TASK DIRECTIONS: Copy the complete listing word for word, but do not carry over any images.

=======

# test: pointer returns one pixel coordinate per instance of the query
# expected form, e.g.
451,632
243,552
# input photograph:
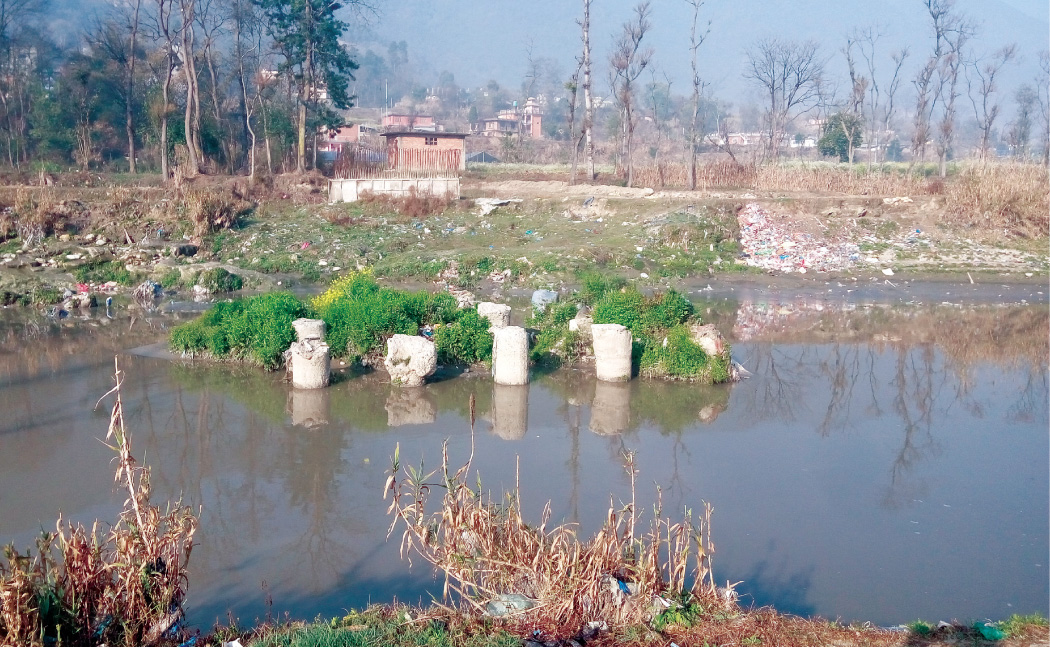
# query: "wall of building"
350,190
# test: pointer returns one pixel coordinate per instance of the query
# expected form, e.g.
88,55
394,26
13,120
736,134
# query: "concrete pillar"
309,409
611,409
309,329
509,411
410,359
498,314
510,355
311,364
612,352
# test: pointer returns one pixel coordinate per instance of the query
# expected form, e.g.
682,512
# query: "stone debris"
770,242
410,359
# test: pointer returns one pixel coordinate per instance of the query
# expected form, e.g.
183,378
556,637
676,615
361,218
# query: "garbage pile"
771,243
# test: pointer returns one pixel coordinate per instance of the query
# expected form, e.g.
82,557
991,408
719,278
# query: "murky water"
883,463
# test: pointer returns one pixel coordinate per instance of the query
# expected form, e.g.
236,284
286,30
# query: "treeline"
172,86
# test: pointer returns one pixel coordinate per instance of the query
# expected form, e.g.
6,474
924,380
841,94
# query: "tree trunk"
301,149
588,104
129,97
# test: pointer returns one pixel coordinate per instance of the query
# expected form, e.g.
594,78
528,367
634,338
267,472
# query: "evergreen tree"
307,35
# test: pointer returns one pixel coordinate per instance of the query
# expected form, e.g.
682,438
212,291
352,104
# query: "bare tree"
855,104
982,86
937,79
695,40
165,32
1020,134
790,74
588,126
627,62
187,11
572,87
952,64
1044,101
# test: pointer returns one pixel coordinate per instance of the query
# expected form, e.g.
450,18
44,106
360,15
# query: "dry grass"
487,551
123,585
415,205
1005,196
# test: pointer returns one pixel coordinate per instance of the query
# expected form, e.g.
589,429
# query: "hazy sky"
478,40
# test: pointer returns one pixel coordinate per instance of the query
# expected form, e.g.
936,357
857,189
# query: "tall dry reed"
121,585
487,550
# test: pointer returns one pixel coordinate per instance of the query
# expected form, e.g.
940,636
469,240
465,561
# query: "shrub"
676,355
625,308
466,339
594,286
360,315
258,329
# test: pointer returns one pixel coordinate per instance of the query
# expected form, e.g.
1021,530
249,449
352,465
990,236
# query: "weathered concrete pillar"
612,352
309,329
510,355
611,409
311,364
510,411
498,314
309,409
410,407
410,359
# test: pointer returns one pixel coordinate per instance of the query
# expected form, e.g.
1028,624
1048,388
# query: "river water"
884,462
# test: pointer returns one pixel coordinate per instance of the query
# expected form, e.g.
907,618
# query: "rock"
311,363
410,359
582,324
708,337
542,298
510,355
612,352
309,329
498,314
464,298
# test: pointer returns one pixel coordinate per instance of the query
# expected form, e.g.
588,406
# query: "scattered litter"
770,243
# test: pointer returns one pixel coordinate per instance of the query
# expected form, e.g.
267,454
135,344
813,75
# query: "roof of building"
438,133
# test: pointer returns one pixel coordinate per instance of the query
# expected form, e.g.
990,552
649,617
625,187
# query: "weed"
124,585
486,549
466,339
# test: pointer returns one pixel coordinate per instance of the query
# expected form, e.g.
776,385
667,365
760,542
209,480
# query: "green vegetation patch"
465,339
257,329
360,315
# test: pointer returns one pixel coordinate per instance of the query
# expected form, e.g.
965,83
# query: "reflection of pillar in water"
309,407
611,409
410,407
509,411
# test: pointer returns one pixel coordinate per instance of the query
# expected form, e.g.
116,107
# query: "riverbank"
397,626
117,232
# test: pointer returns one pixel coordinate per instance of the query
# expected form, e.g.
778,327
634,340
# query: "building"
525,121
402,123
413,150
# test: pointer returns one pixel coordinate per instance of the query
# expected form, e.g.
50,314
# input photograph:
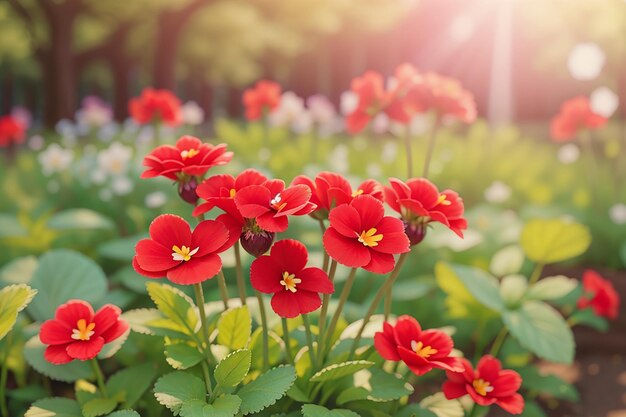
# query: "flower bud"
187,190
257,243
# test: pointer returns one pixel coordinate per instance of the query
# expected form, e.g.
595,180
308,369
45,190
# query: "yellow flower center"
289,281
184,253
482,387
423,351
189,153
443,200
83,331
370,238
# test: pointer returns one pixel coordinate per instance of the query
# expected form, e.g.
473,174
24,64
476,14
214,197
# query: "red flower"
283,273
599,295
185,257
488,384
575,114
190,157
360,235
11,131
77,333
155,106
270,203
220,190
419,202
372,99
261,99
421,350
330,190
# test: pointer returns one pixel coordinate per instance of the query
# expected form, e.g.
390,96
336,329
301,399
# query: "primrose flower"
154,106
421,350
488,384
183,256
360,235
76,332
284,274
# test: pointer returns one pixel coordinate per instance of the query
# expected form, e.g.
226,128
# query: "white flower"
114,160
192,114
617,213
55,159
568,153
604,101
155,199
497,192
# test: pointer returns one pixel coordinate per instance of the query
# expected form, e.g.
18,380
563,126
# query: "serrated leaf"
182,356
175,305
541,329
233,368
54,407
33,353
551,288
339,370
224,406
98,407
63,275
234,328
130,383
553,240
266,389
175,388
13,299
312,410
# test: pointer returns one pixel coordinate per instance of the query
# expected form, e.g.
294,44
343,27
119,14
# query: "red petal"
195,270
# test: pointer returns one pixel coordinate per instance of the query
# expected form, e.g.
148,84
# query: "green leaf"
542,330
339,370
234,328
376,385
82,219
63,275
129,384
175,305
551,288
176,388
233,368
553,240
33,353
54,407
311,410
182,356
99,407
266,389
224,406
13,299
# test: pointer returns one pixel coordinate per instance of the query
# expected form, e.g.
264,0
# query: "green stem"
432,138
239,272
377,298
265,330
99,377
287,341
409,152
221,283
342,302
309,340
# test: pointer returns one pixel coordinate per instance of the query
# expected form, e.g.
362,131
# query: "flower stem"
221,283
309,339
99,377
241,285
265,331
432,138
342,301
287,341
377,298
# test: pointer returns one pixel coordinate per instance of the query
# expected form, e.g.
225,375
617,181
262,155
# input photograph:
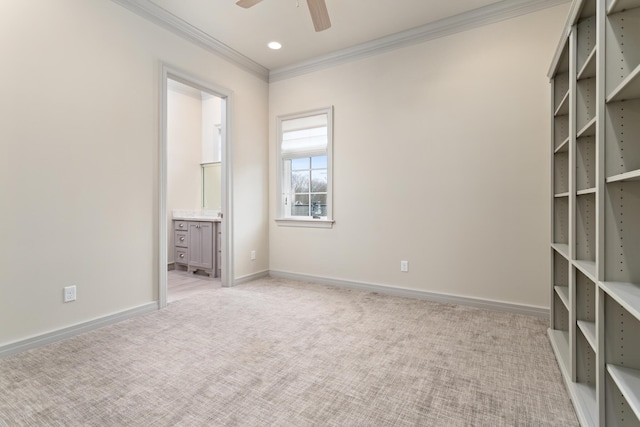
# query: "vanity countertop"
196,215
197,218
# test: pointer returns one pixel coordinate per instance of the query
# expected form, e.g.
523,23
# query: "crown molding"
154,13
572,18
496,12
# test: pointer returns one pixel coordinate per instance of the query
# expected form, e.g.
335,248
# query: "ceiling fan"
318,9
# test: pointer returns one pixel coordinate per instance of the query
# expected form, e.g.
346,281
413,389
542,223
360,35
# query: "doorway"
203,164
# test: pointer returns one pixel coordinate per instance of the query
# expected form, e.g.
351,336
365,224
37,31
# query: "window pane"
299,164
319,162
318,205
301,205
318,181
300,181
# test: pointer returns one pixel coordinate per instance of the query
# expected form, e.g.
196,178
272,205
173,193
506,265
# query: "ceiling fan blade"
319,14
247,3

=======

RESULT FOR THIS EXERCISE:
# test: pointer returns one pixel coordinate per instance of the query
# expected form, e.g.
451,632
243,552
# input photograph:
# query: "wall of building"
350,190
# test: pointer returns one pixel coordinate per instance of the query
# expected form, e.g.
88,55
394,26
13,120
736,134
# query: "concrete pillar"
309,409
611,409
309,329
509,411
410,359
498,314
510,355
311,364
612,352
# test: pointer returns one pixel coordinate per instance of the query
# expected form, e.g.
682,512
# query: "stone debris"
770,242
410,359
# test: pointer returns one pixel coordinate per instance of the query
# expected form, e.g.
183,378
556,637
676,615
361,218
# query: "garbage pile"
771,243
# test: pointer returns one pixel coordinate per instance of the query
# expected form, e.g.
82,557
991,408
719,278
# query: "murky water"
883,463
# test: pointer returns one pixel coordinate per instance of the query
# expected form, e.g.
236,284
286,30
# query: "treeline"
172,86
# test: pointer returns one pixel coordinate per instance of the query
# expected form, e.g.
6,474
924,380
841,94
# query: "tree trunk"
301,149
588,104
129,97
# test: pointer returns one pixel coordinate per instance of the query
# expected form, e.g.
594,78
528,367
634,338
267,472
# query: "evergreen tree"
307,35
# test: pointer returns one pixel coordinate per instance of the query
# expected form, e.g.
682,438
212,291
352,104
# query: "bare tree"
855,104
982,86
937,79
695,40
165,32
1020,134
790,74
588,126
627,62
187,11
572,87
952,64
1044,101
# test: pointer returns one pixel coordinate per instance of the query
# expected form, e.g.
450,18
44,106
360,15
# query: "dry grass"
487,551
123,585
415,205
1005,196
# test: pointer returns one pixel coordinate per instance of the query
# expected form, e.g.
589,429
# query: "hazy sky"
478,40
# test: pointer returns one pixel coordinate per instance of the query
# expected form, e.g.
936,357
857,189
# query: "tall dry reed"
121,585
487,550
# test: pointer returns one pixel coordinate per instance of the query
# expected form, e.g.
940,636
469,240
465,561
# query: "shrub"
676,355
625,308
466,339
594,286
360,315
258,329
# test: pointer returns one pixel coordinate per instance of the query
# expected form, e.g.
1021,530
249,449
352,465
990,236
# query: "weathered concrete pillar"
612,352
309,329
510,355
611,409
311,364
510,411
498,314
309,409
410,407
410,359
# test: pointer returns one pixel coordinate per instance of the query
# expected form, e.g.
1028,624
1048,388
# query: "river water"
884,462
# test: pointer returns one pixel coordinate per instance of the query
# expected form, e.g.
907,618
# query: "rock"
311,363
410,359
582,324
708,337
542,298
510,355
612,352
309,329
498,314
464,298
# test: pointer returns one pixel coordinate per instance of the query
# expected form, e.g.
588,406
# query: "scattered litter"
770,243
# test: pointer returns one pixel coordinate per instance of the query
# expected form, e.g.
267,454
135,344
813,75
# query: "roof of building"
438,133
# test: pointer returns one pixel coordinate per instance of the query
# expected form, e.g.
990,552
649,617
625,187
# query: "weed"
124,585
486,549
466,339
# test: pointer returns one pixel coordinate per instance of the query
# expected form, e.g.
776,385
667,365
760,542
209,480
# query: "green vegetation patch"
465,339
257,329
360,315
# test: pointer returns one pixel coordinate per instance of the query
# expected form, e.g.
965,83
# query: "reflection of pillar in water"
309,407
611,409
410,407
509,411
# test: pointer returns one pixel coordinate per instance of the query
# expected form, e.g.
116,107
# query: "riverbank"
397,626
117,232
# test: pointer returns one pixel coordinate per instance of the query
# expected form, e.g.
778,327
634,340
# query: "building"
525,121
402,123
413,150
# test: pointer returns one pixel coordinate per instance of the query
# expected form, e.g.
50,314
# input photograph:
# query: "flower bud"
187,190
257,243
# test: pointer returns one pixel coordinate per instance of the query
# expected form, e.g.
595,180
308,369
45,190
# query: "yellow flower center"
289,281
184,253
482,387
423,351
189,153
443,200
83,331
370,238
# test: pointer returns one pixel coordinate per instance of the query
# expected form, e.g.
473,174
24,64
476,14
214,197
# query: "red flower"
283,273
599,295
185,257
488,384
575,114
190,157
360,235
11,131
77,333
155,106
270,203
220,190
419,202
372,99
261,99
421,350
330,190
# test: pointer returns one pixel coordinate per instance of the query
# expected form, e.g.
390,96
336,329
301,399
# query: "primrose flower"
154,106
421,350
488,384
183,256
360,235
76,332
284,274
# test: pointer returns one pixel coordinate per instance of the query
# expected form, e.g.
226,128
# query: "white flower"
114,160
192,114
617,213
55,159
568,153
604,101
155,199
497,192
# test: pointer returns one pixel coordinate per instance of the query
# expected form, e.g.
18,380
563,126
# query: "serrated leaf"
182,356
175,305
541,329
233,368
54,407
33,353
551,288
339,370
224,406
98,407
63,275
234,328
130,383
553,240
266,389
175,388
13,299
312,410
# test: pointer returns one pixel coordinate per instance of the query
# expected form, e.g.
294,44
343,27
119,14
# query: "red petal"
195,270
# test: pointer returns one pixel coordinate per instance of the query
# expected form, e.g.
148,84
# query: "green leaf"
542,330
339,370
234,328
376,385
82,219
63,275
129,384
175,305
551,288
176,388
233,368
553,240
33,353
54,407
311,410
182,356
99,407
266,389
224,406
13,299
# test: pointer returns one pixel coordinate per instance of the query
# expected form, e.g.
264,0
# query: "green stem"
432,138
239,272
377,298
265,330
99,377
287,341
409,152
221,283
342,302
309,340
# test: pointer returns one pixel coordinate per instance of the query
# expected form, e.g.
362,131
# query: "flower stem"
221,283
309,339
99,377
241,285
265,331
432,138
342,301
287,341
377,298
# test: pointer returns one pixel coordinate per instance of the query
# expected form, e.g.
225,375
617,181
262,155
# input photograph:
# query: "vanity countertop"
196,215
197,218
# test: pointer returns one pixel coordinate per instance of the query
# expected form, e.g.
523,23
# query: "crown molding"
154,13
572,18
496,12
# test: pointer returns one pixel coordinate per instance of the query
# expected form, e.g.
335,248
# query: "ceiling fan"
318,9
# test: pointer returns one pixel coordinate per instance of the query
# expected form, e.g.
346,281
413,389
542,223
360,35
# query: "doorway"
203,164
# test: pointer returns one pixel coordinate per instance of the query
# expected form, e.g.
351,336
365,224
37,31
# query: "window pane"
299,164
319,162
318,205
301,205
318,181
300,181
# test: pointer returns one pixel coordinate per instance of the query
# expected form, e.g.
196,178
272,205
173,193
506,265
# query: "ceiling fan blade"
319,14
247,3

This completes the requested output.